### Text segment:

:::::

Food (and Beverage) for Thought

Transportation is one of the highest, yet most common costs associated with supply chain management within the Food and Beverage industry; the steep prices to transport goods are often non-negotiable and steadily increasing. There are a number of factors affecting these cost increases, too, including higher fuel prices, a shortage of skilled drivers forcing higher wages and an increase in the number of shipments due to more frequent deliveries. In fact, transportation issues are forcing manufacturers to change distribution and production schedules in an attempt to better absorb the financial hit.

Manufacturing costs increase when the supply chain is mismanaged or poorly synchronized. This is especially true for food and beverage manufacturers as their products have limited shelf lives and demand varies in each location, though costs can increase even with an optimized supply chain. One way to combat rising costs is by implementing item level forecasting, which takes note of each item’s demand individually by using the historical demand data for the particular item. This helps to avoid products spoiling on the shelf and the redeployment of excess inventory that goes to the wrong location.

:::::

### Records provided:
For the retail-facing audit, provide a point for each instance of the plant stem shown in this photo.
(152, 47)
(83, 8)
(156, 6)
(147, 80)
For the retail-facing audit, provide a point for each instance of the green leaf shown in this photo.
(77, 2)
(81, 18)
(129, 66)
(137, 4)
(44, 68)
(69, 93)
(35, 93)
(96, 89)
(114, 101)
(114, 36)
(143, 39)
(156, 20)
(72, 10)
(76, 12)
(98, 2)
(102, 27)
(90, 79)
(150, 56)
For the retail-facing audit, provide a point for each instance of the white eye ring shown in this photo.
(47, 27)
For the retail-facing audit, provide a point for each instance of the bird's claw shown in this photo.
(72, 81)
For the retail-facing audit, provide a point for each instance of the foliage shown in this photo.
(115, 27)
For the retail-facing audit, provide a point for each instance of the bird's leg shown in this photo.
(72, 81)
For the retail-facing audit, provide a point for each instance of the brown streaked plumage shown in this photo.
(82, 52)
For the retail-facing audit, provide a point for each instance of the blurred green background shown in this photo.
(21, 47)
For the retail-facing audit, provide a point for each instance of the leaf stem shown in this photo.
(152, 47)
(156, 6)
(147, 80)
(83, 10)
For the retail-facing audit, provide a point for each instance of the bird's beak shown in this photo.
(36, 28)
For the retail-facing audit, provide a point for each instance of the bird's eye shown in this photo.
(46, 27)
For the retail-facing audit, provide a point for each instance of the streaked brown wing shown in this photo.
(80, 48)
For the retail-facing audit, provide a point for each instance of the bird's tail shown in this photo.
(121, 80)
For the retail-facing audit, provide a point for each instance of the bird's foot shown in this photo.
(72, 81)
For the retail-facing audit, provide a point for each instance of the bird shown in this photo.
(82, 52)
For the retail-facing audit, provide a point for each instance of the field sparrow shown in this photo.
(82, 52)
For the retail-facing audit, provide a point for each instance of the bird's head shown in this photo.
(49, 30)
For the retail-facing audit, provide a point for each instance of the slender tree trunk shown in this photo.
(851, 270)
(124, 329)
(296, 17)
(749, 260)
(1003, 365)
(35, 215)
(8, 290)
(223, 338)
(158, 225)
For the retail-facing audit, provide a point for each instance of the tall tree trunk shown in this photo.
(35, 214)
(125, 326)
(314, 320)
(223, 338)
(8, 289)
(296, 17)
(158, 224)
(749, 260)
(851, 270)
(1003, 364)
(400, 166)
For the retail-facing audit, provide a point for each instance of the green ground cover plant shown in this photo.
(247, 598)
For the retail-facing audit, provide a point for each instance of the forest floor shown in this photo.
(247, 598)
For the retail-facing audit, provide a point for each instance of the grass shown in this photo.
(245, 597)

:::::

### Stated goal A:
List the factors that the food and beverage text gives for rising transportation costs.
### Stated goal B:
Return every line of the records that contains the word "green".

### Right answer A:
- Higher fuel prices
- A shortage of skilled drivers, forcing higher wages
- An increase in the number of shipments due to more frequent deliveries

### Right answer B:
For the retail-facing audit, provide a point for each instance of the green leaf shown in this photo.
For the retail-facing audit, provide a point for each instance of the blurred green background shown in this photo.
For the retail-facing audit, provide a point for each instance of the green ground cover plant shown in this photo.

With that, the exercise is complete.